Compito da svolgere:
Modifica l'elenco che segue sostituendo ogni occorrenza di "Report the position" con "Give the coordinates" e lascia invariato tutto il resto.

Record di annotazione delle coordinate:

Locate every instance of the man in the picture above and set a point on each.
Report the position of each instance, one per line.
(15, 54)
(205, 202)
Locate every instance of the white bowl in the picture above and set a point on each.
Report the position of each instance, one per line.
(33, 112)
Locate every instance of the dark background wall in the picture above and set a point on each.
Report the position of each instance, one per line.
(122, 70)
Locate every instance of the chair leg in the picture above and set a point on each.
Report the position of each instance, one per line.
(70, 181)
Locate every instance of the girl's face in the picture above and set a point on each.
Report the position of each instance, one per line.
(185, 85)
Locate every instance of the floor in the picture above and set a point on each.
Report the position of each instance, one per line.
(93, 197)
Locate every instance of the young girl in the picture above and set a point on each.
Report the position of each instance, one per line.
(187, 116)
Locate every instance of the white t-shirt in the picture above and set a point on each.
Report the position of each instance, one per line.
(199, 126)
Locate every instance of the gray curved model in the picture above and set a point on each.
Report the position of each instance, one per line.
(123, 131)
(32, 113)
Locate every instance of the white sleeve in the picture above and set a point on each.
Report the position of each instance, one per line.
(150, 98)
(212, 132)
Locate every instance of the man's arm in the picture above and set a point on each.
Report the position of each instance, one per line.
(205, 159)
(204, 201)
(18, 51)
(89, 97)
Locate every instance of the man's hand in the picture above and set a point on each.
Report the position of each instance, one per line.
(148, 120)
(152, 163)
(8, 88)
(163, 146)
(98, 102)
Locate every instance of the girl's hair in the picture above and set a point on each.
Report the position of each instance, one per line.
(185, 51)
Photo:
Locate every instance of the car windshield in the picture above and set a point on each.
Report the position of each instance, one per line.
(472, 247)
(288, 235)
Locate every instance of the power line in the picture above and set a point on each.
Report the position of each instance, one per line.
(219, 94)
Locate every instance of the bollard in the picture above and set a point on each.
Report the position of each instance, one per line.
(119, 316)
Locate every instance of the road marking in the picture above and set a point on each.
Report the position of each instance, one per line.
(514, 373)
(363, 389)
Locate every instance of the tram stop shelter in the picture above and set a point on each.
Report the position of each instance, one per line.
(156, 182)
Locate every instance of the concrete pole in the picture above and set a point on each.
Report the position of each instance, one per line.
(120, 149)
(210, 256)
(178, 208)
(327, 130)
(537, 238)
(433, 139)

Risposta corretta:
Locate every instance of the man in the picture above and set a point on each.
Give the coordinates of each instance, one per line.
(15, 54)
(205, 202)
Locate every instance of the white bowl in the picture above and set a point on each.
Give the coordinates of each instance, one per line.
(33, 112)
Locate every instance of the dark background wall in the picture above and set a point on each.
Give the coordinates of each instance, one per line.
(122, 70)
Locate every instance of the chair leg in the picture above and set a point on each.
Give the coordinates of each instance, one per line.
(70, 181)
Locate every instance of the girl's face in the picture above and set a point on each.
Give the coordinates of each instance, one per line.
(185, 85)
Locate every instance of the floor in the picture above and set a point on each.
Give the coordinates of each instance, one per line.
(93, 197)
Locate every instance of the young girl in the picture above and set a point on each.
Give the coordinates of each instance, one per line.
(187, 116)
Locate every instance of the white t-shirt in the picture above and set a point on each.
Give the coordinates of each instance, one per line.
(199, 126)
Locate every instance of the gray curved model in the picture above and set a point on each.
Give the coordinates of each instance, one per line.
(123, 131)
(32, 113)
Locate every instance of the white sleeve in the picture above and set a point on each.
Give the coordinates of each instance, one per line.
(150, 98)
(212, 132)
Locate every instance of the man's arm in the picture above and set a point on each.
Give the coordinates of each instance, one per line.
(205, 159)
(204, 201)
(18, 51)
(89, 97)
Locate every instance of the man's hand in the picture above and set a point on each.
Give the coordinates of each instance, one per line.
(148, 120)
(152, 163)
(8, 88)
(163, 146)
(98, 102)
Locate every instance of the girl's hair in the picture above and set a point on each.
Give the coordinates of each instance, one per line.
(185, 51)
Photo:
Locate every instance of the car windshield in the picture above and set a point on each.
Give the coordinates of each instance, one per line.
(472, 247)
(288, 235)
Locate every instance of the power line in the picture above and set a point on each.
Give the coordinates of each instance, one per line.
(219, 94)
Locate every instance of the bollard in the picture above and set a point on each.
Give the coordinates of each instance, one per line.
(119, 316)
Locate every instance of the road marking in the picture above and set a point on each.
Give the coordinates of each instance, one per line.
(514, 373)
(363, 389)
Locate every instance of the tram stop shelter in the picture above and set a point on each.
Give the coordinates of each instance, one per line.
(156, 182)
Locate every instance of the concrete pole in the picture above and set a point on each.
Give the coordinates of each instance, one per line.
(120, 149)
(210, 256)
(178, 208)
(327, 130)
(537, 238)
(433, 139)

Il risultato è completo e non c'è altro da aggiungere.